→ À faire
[a] Retapez à l'identique le passage du texte sur les énergies du futur qui va de "Il semble à" jusqu'à "centrales à charbon.".
[b] D'après le texte sur les énergies du futur, quels pays construisent actuellement des centrales à charbon ?

→ Texte fourni
+--

Energies du futur : les choix et les pièges
On estime que les réserves de charbon s’épuiseront d’ici 200 ans, celles de gaz naturel dans 100 ans et que nous viendrons à bout de notre pétrole en 2050… Parallèlement l’inquiétante augmentation d’émission de gaz à effet de serre, responsable du réchauffement climatique nous pousse vers l’exploitation de nouvelles sources énergétiques « vertes ». Bois de chauffage, géothermie, ou encore hydrogène. Bernard Tissot nous donne les détails des énergies du futur.
Cette émission a été enregistrée en avril 2008.
Il semble à première vue que l’épuisement des ressources fossiles nous pousse irrémédiablement à devenir plus écologiques. Mais cette embellie ne semble pas pour tout de suite ! La Chine, les Etats-Unis et même l’Allemagne construisent en effet actuellement des centrales à charbon.
Pourquoi ?
Si cette ressource fait partie des énergies fossiles épuisables, elle demeure encore en bonne quantité sous nos pieds. Par ailleurs, les cartographies répertoriant les mines de charbon sont assez inexplicablement peu tenues à jour. On mise donc sur la découverte de nouveaux gisements… On estime l’épuisement de cette ressource d’ici 200 ans, mais ceci dépend tout à la fois de notre consommation et des découvertes ou non d’autres mines.

+--

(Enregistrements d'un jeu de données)
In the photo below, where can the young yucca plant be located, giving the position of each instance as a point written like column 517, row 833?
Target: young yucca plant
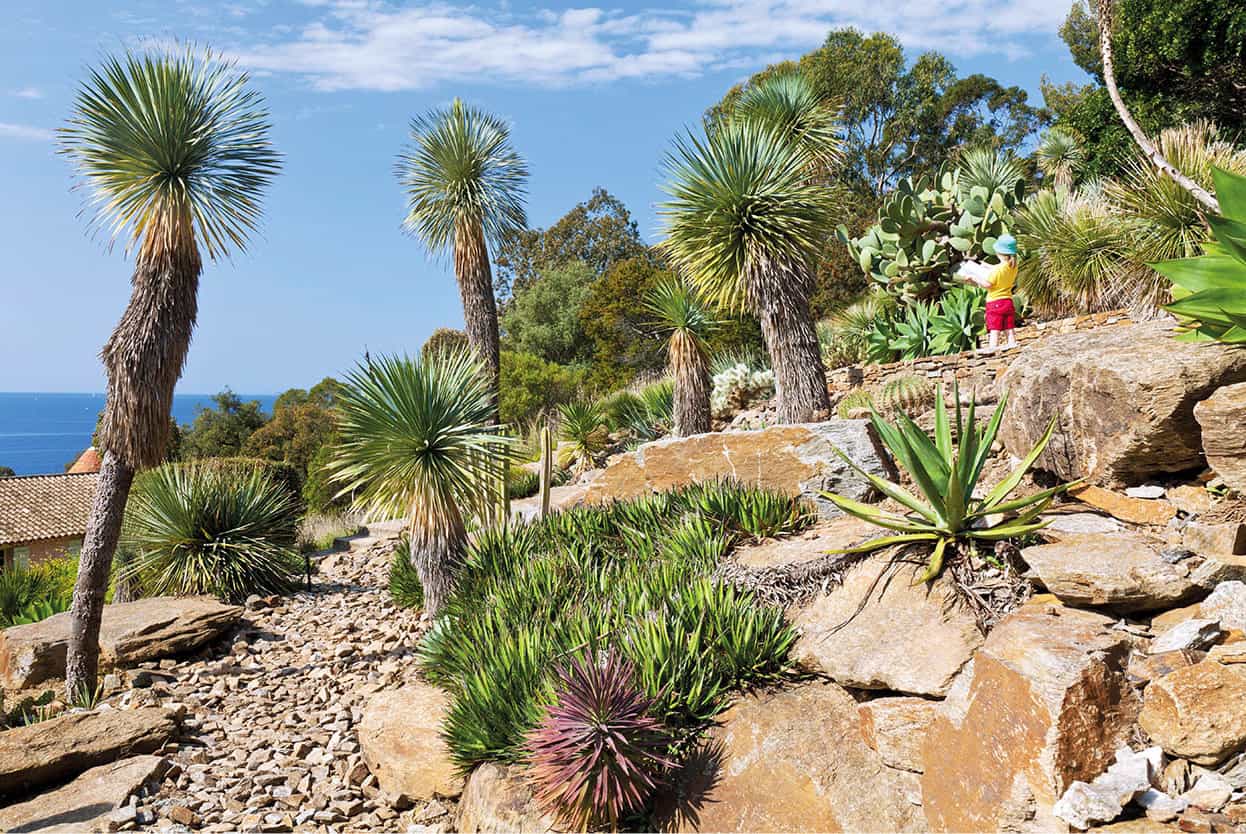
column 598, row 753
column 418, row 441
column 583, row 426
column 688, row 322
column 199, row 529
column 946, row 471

+--

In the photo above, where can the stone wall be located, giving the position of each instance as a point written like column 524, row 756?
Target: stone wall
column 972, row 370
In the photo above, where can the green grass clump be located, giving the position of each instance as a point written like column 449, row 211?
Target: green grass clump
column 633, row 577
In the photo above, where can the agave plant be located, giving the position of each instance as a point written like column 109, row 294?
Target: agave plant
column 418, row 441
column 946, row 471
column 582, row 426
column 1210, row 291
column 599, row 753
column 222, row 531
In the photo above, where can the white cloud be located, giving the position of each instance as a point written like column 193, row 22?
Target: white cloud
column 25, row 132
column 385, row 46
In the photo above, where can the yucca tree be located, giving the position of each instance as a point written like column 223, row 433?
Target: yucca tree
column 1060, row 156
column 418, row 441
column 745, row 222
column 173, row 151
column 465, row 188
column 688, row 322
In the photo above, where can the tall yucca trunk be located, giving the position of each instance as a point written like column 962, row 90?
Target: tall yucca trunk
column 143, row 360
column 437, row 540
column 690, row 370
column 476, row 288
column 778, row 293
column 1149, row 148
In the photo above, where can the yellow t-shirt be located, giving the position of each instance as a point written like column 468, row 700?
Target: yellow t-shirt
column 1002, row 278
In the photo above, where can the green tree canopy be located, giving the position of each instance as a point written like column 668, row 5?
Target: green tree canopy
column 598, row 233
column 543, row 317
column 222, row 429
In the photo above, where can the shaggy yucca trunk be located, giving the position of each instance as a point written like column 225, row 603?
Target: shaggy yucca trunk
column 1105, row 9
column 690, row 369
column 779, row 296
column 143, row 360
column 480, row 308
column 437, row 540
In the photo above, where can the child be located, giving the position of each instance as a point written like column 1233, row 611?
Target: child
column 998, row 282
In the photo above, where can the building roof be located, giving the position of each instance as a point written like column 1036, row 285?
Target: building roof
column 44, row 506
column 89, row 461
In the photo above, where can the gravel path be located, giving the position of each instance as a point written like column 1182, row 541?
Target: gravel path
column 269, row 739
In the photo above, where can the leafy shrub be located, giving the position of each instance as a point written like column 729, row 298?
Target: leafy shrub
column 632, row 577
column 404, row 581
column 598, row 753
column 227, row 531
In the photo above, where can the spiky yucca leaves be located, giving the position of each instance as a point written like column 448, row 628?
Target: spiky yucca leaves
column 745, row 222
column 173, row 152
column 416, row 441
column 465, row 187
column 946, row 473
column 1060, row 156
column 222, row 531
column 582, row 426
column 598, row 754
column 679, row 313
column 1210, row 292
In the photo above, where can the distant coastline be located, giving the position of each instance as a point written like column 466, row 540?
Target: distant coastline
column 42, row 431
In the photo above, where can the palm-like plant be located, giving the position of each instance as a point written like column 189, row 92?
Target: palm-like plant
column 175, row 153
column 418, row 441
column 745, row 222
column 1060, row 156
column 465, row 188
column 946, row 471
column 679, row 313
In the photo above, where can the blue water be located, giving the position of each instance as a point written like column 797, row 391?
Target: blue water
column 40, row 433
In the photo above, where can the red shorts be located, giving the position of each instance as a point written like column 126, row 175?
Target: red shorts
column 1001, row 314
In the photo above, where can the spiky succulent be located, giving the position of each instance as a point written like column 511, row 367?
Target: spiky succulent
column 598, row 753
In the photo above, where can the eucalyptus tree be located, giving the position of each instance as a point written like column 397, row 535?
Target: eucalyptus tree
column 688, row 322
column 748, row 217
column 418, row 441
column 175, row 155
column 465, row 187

+--

→ Résultats de l'exercice
[a]
Il semble à première vue que l’épuisement des ressources fossiles nous pousse irrémédiablement à devenir plus écologiques. Mais cette embellie ne semble pas pour tout de suite ! La Chine, les Etats-Unis et même l’Allemagne construisent en effet actuellement des centrales à charbon.

[b] La Chine, les Etats-Unis et l'Allemagne.